[Start TEXT SHOWN]

Idontgiveagriffindamn · 16/08/2022 18:54

I’ve been through exactly this but I was going on maternity leave rather than leaving the company. The person you line manage could be the person I managed!
When I took over line managing then I had to address sickness as this hadn’t been done with the previous manager, address performance concerns and also financial integrity (worked for a bank). She played the victim throughout and told everyone else a pack of lies. That was the hardest part because you can’t say anything. A couple of people mentioned it to me outright and I just said I cannot discuss this with them as it was confidential.
That actually worked against her in the end as she tied herself up in lies and couldn’t get her story straight.
You have to remember that just because it’s an unwarranted grievance HR have to investigate otherwise they open themselves up to genuine claims.

Also remember you’re out of there soon and you never have to deal with her again. With my person it affected her after I left as I was asked about her by someone I knew when she went for a job at another company.
I use her as an example in interviews of managing difficult colleagues, HR process. She did wonders for that side of things for me.
I got a sick note for the last 2 weeks that I was working as she was affecting me so much and I have other pregnant related health issues that were exacerbated. If you feel you can’t cope go down this route as well.

[End TEXT SHOWN]

**WORK TO COMPLETE**
(1) How would you render this sentence from the forum post about a workplace grievance in Spanish: "That was the hardest part because you can’t say anything."?
(2) Can you carry on the forum post about the workplace grievance, picking up after its last sentence?

[Start MATERIAL PROVIDED]

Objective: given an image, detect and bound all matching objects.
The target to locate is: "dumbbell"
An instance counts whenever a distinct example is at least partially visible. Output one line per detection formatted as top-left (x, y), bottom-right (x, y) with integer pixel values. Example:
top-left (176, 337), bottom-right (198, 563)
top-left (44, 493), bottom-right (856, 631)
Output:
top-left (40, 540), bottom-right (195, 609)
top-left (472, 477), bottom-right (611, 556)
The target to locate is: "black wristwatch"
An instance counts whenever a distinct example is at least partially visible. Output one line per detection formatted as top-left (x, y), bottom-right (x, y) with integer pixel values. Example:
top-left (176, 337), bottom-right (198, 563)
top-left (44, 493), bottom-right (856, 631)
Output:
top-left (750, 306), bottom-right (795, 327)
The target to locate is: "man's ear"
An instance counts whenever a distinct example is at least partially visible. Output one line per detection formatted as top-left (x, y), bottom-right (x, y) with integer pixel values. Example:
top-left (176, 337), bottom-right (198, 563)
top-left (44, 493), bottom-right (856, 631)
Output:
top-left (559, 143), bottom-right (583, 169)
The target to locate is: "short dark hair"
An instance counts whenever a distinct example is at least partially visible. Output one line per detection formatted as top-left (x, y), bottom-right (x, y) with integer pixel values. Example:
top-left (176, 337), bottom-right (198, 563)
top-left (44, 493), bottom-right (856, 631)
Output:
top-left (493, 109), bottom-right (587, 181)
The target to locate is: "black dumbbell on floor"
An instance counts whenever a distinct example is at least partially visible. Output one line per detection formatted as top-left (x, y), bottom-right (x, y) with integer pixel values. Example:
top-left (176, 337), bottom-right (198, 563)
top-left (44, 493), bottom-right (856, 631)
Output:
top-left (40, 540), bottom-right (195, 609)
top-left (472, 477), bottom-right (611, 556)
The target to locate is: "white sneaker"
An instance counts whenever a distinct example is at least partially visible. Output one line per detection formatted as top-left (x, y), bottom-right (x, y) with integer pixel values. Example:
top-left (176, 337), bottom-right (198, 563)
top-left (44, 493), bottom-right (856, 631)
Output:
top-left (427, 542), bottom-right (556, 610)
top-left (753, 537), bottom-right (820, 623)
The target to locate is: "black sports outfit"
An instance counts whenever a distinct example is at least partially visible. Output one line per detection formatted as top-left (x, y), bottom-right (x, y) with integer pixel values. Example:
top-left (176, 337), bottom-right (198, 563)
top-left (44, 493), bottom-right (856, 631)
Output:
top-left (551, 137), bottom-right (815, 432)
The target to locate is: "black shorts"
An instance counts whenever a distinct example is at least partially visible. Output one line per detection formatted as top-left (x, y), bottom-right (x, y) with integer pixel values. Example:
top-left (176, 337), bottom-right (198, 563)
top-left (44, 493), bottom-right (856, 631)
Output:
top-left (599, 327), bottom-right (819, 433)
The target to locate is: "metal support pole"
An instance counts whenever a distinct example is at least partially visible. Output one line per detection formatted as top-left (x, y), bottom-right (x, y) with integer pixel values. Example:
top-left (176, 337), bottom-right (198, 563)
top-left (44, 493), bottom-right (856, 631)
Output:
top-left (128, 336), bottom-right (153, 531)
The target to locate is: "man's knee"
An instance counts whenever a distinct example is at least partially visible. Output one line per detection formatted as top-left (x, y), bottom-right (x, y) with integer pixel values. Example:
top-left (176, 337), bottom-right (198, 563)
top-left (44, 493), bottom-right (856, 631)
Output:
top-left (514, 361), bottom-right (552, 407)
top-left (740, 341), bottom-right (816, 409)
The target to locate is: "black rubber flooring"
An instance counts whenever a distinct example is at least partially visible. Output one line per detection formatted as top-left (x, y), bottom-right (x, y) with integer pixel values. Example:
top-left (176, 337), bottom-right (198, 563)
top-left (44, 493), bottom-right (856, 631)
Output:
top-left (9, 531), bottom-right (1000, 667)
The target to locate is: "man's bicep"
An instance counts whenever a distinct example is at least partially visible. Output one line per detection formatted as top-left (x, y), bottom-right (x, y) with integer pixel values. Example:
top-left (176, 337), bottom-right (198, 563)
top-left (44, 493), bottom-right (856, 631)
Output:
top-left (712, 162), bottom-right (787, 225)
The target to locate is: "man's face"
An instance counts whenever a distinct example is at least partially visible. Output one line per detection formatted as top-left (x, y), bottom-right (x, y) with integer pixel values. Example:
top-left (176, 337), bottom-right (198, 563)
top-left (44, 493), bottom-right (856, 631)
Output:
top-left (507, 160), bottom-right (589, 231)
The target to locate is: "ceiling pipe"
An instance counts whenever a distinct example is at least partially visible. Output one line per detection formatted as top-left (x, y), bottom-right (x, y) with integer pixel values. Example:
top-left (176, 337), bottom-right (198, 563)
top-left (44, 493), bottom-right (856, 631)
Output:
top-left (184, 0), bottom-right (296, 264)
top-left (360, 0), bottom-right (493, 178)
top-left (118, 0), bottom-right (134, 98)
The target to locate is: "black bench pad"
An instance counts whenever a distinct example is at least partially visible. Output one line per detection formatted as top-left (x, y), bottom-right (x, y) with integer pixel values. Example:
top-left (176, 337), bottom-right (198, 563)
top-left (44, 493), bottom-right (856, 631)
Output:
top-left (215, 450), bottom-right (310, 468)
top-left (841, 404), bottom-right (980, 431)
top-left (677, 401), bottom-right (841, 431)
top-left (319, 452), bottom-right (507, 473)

[End MATERIAL PROVIDED]

**ANSWERS BELOW**
(1) Esa fue la parte más difícil porque no puedes decir nada.

(2)
devildeepbluesea · 16/08/2022 19:12

Whilst it is true that impact is more important than intent, that does not mean that managers shouldn’t manage.
From what you’ve said you’ve done everything right. If I was your union rep or companion I’d be making noises in the hearing about the employee’s behaviour constituting upward bullying by manipulating you into being scared to do your job.
I know it’s easy for me to say but I honestly don’t think you have anything to worry about.

plezzuns · 16/08/2022 23:52

It's been so hard because I just know they are talking about me to others but I can't prove it.

Hand on heart I don't feel I've done anything wrong. I've been over every one of my emails and I don't think I've ever even been abrupt. Occasionally at meetings I might have become frustrated but only in the way you normally might if you were having a relatively robust disagreeement with a colleague - no raised voices, no passive aggressiveness, certainly no abuse or intimidation. By contrast they have raised their voice to me and spoken to me in a manner I consider pretty aggressive and rude on several occasions. But I can't prove it.